## [PROBLEM]
Count the lines of the material that contain the word "gray" and give only that number.

## [MATERIAL FOR THE TASK]
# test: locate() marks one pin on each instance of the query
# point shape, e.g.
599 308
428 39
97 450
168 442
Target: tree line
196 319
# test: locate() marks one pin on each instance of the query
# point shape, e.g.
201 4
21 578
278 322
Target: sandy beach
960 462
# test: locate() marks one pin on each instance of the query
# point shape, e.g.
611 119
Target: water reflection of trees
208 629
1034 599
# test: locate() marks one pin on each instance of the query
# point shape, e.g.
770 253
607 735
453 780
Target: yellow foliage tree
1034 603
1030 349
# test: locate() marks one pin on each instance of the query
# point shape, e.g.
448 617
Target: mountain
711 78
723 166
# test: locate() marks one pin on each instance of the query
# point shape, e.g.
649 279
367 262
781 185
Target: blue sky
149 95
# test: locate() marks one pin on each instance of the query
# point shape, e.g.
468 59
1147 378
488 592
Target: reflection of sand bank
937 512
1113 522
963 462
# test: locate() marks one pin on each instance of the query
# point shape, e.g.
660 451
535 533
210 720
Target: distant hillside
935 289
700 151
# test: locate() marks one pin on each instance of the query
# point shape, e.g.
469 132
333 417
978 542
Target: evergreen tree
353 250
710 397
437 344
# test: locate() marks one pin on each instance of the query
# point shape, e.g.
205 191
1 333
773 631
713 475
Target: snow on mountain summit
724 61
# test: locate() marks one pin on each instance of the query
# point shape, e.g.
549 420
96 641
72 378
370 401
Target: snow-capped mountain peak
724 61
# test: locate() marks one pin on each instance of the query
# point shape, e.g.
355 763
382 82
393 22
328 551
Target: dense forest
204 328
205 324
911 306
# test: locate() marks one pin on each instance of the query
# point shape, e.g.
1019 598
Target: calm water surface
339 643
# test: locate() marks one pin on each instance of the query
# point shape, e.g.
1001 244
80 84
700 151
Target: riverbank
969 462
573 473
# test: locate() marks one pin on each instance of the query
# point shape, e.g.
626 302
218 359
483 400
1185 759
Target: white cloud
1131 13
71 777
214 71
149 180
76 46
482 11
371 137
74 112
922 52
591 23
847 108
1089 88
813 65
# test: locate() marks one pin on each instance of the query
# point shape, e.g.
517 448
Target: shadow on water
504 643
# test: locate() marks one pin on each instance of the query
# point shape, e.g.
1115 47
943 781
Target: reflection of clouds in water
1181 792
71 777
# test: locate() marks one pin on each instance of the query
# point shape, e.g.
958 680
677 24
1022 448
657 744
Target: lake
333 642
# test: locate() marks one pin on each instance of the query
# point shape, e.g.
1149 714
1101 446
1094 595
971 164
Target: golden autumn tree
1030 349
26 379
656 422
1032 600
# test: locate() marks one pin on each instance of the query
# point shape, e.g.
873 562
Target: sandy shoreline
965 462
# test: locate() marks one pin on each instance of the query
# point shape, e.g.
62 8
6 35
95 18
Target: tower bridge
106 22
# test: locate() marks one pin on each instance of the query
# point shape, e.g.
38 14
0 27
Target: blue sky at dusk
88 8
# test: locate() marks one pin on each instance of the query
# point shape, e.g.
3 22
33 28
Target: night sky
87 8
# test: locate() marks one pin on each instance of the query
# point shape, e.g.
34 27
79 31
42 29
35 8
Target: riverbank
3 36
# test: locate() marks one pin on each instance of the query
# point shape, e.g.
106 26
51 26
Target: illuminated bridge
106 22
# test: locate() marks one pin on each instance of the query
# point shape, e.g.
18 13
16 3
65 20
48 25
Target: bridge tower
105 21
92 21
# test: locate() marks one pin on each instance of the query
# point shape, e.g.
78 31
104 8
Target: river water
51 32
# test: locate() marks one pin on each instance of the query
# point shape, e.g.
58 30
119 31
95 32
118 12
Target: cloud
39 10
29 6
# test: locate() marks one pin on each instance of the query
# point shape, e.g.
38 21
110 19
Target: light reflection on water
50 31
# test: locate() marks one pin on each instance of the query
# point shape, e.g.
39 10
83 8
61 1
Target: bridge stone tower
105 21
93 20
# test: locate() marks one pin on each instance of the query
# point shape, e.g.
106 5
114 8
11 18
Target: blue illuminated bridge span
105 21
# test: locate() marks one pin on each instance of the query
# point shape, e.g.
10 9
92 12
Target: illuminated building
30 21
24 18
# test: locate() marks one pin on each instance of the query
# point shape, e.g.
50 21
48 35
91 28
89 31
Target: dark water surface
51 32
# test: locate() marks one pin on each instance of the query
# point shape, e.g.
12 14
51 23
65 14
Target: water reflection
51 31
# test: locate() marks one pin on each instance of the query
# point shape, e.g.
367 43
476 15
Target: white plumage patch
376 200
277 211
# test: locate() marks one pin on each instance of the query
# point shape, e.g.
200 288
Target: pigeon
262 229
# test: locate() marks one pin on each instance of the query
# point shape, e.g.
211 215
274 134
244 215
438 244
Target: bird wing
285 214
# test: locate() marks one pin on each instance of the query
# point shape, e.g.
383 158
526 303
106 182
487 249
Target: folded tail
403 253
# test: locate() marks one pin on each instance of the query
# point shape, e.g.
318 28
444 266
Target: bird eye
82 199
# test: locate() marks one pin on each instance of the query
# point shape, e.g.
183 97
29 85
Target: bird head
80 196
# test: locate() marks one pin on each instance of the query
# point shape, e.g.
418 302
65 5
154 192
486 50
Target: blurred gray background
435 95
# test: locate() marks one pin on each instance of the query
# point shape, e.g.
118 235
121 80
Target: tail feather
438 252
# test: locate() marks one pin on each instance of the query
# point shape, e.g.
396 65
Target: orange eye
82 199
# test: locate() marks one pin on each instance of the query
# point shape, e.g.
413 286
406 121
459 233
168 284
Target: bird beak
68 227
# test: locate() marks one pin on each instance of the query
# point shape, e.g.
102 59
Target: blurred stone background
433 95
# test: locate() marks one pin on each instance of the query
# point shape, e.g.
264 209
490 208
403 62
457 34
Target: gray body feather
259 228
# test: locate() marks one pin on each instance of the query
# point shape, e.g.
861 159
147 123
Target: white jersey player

## [SOLUTION BELOW]
2